→ Page extract:
▽

# gt5k air filter



## tjw in kans (Oct 10, 2003)

before i misplace the receipt with the correct part numbers, available from napa, air filter #2444, prefilter #7-02282 these fit craftsman with 25 hp kohler pro. the prefilter isnt listed in their book for this engine, but it fits. just give them the number. may save you time and trouble. my local store had both in stock for about $10.30.


----------



## MGM (Sep 16, 2003)

I just tried to use that pre-filter number last weekend and they could not bring it up on the computers.

They had the 2444 air filter, and the 1348 oil filter but not the 7-02282 pre-filter. 

So I washed and re-oiled the old one.


----------



## Chris (Sep 15, 2003)

How do you find the quality vs. the original "Kohler" brand?

Andy


----------



## MGM (Sep 16, 2003)

△

→ Available data:
▽

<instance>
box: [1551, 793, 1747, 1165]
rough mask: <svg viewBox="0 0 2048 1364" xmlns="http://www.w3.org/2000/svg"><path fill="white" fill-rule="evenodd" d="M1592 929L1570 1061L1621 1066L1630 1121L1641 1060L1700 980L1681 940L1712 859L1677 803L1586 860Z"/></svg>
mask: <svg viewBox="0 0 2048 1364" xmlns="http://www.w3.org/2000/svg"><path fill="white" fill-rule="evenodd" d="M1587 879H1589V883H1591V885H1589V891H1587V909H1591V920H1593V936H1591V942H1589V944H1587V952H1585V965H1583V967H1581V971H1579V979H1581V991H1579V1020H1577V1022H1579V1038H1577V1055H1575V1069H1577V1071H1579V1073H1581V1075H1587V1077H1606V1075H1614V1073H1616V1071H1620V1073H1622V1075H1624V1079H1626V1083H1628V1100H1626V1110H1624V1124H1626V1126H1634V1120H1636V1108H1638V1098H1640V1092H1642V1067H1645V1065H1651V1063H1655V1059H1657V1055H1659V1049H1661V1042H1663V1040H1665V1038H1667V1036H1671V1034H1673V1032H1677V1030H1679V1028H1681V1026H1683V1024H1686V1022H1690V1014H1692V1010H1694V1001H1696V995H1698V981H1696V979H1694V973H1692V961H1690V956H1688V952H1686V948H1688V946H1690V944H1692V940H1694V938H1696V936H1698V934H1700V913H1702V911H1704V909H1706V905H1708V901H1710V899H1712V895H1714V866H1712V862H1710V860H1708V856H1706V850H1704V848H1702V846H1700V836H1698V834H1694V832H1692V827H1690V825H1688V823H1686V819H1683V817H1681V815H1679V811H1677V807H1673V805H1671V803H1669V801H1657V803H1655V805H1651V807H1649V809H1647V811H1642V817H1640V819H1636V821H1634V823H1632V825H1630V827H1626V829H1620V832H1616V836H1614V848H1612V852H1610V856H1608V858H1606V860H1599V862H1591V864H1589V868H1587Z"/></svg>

△

Carry on the GT5K air filter thread from its last line, writing the post that follows the final MGM header.

→ Exercise answer:
Andy

I have run the NAPA gold 1348 oil filter for a year now with good results, at this oil change the oil was darker but clear so the filter is working very well, and I like the top mounted by-pass so there is no filter wash over in a by-pass operation if (God forbid) it is needed. The NAPA oil filter at $5.79 is about half the price of the Kohler

I have taken apart the Kohler oil filter and it compares in construction to a Purolator oil filter with metal filter ends and a by-pass valve in the bottom of the filter so if a by-pass operation is needed the pressure washes over the filter and can wash off already filtered dirt back into the engine. 


This is the first air filter change for my tractor and the NAPA gold 2444 is a perfect fit to replace the Kohler 24-083-03 air filter and I find it to be constructed just as good with inner and outer screens and molded seals. The NAPA air filter was not any cheaper than the Kohler at $10.00+

I am well pleased with the NAPA parts quality and the fact they are right here in the area is a big plus.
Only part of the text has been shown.